After installing Ollama, open your terminal and run your first model:

# Pull and run Llama 3.3 (8B parameters)
ollama run llama3.3

# Pull a coding-focused model
ollama run codellama:13b

# List downloaded models
ollama list

# Serve the API
ollama serve

The built-in API is compatible with the OpenAI Chat Completions format, so you can point any OpenAI SDK client at http://localhost:11434 and it works out of the box.

System Requirements

Component Minimum Recommended
RAM 8 GB 16 GB+ for 13B models
Storage 4 GB per model SSD recommended
GPU Optional (CPU works) NVIDIA 8GB+ VRAM or Apple Silicon
OS macOS 12+, Linux, Windows 10+ Latest stable release

Popular Models

Model Parameters Best For
Llama 3.3 8B / 70B General chat, reasoning, instruction following
Mistral 7B Fast inference, multilingual, coding
Code Llama 7B / 13B / 34B Code generation, debugging, completion
Gemma 2 2B / 9B / 27B Lightweight tasks, edge deployment
DeepSeek Coder V2 16B / 236B Advanced code generation and analysis
Phi-3 3.8B / 14B Small footprint, mobile-friendly
Llava 7B / 13B Vision + language multimodal tasks

Build Custom Models

Create specialized models using Modelfiles — similar to Dockerfiles but for AI models:

FROM llama3.3

SYSTEM """
You are a senior software architect. You give concise, 
practical advice with code examples. You prefer modern 
patterns and always consider security implications.
"""

PARAMETER temperature 0.3
PARAMETER num_ctx 4096

Save this as Modelfile and run ollama create my-architect -f Modelfile to create your custom model.

Privacy First

Everything runs on your machine. Your prompts, conversations, and data never leave your hardware. There is no telemetry, no cloud dependency, and no API keys required. Once a model is downloaded, Ollama works completely offline.


Ollama is free, open-source (MIT licensed), and backed by an active community with over 100,000 GitHub stars. It has become the standard tool for running local LLMs in development, testing, and production self-hosted environments.

Recorded data:

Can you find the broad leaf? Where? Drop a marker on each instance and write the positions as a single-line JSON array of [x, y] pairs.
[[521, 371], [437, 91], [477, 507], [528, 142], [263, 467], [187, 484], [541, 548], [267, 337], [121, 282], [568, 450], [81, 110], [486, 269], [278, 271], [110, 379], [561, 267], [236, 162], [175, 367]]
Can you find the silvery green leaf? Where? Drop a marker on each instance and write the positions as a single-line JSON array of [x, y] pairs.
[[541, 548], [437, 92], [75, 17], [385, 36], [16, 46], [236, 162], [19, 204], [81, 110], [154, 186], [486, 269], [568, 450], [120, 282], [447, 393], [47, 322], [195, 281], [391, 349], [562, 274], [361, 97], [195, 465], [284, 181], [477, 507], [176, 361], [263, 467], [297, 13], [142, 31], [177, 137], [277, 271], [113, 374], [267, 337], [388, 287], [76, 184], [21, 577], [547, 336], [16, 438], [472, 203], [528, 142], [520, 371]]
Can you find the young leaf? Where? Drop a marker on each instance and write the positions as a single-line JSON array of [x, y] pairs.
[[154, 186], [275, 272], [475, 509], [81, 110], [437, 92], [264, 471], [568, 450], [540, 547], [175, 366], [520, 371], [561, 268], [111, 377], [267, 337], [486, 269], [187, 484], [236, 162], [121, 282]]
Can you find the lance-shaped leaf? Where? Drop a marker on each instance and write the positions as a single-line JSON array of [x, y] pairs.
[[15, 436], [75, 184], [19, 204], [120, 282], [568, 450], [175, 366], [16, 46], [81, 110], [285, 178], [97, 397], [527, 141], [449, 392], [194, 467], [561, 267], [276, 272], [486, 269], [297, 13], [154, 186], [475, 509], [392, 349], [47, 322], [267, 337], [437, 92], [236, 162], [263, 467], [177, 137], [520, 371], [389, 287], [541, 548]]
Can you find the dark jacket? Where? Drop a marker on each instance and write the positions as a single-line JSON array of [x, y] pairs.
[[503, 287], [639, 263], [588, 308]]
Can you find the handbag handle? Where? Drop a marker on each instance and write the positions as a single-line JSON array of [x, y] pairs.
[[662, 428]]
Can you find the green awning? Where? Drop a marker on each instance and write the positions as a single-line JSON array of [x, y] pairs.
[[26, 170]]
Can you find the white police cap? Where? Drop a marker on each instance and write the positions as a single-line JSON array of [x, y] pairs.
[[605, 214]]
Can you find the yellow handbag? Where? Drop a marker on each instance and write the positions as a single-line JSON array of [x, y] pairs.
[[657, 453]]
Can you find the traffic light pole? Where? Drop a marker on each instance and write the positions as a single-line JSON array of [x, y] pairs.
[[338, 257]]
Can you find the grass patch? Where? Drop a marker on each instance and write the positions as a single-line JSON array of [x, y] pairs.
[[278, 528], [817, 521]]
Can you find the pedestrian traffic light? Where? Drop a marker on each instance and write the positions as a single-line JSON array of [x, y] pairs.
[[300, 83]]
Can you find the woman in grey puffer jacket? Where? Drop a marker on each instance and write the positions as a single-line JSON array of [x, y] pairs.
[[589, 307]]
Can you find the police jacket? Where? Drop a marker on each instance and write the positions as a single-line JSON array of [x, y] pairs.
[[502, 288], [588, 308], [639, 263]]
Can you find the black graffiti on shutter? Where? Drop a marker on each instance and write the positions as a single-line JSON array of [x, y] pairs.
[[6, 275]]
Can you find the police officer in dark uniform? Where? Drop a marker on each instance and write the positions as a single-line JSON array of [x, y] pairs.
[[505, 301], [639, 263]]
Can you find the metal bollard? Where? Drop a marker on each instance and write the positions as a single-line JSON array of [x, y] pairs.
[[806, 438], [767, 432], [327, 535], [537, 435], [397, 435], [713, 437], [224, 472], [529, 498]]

• WHAT YOU HAVE TO DO
Answer these questions from the Ollama text.
(a) At which address can an OpenAI SDK client be pointed to use the built-in API?
(b) What is the minimum RAM listed in the system requirements?
(c) What temperature does the example Modelfile set?

• EXERCISE RESPONSE
(a) http://localhost:11434
(b) 8 GB
(c) 0.3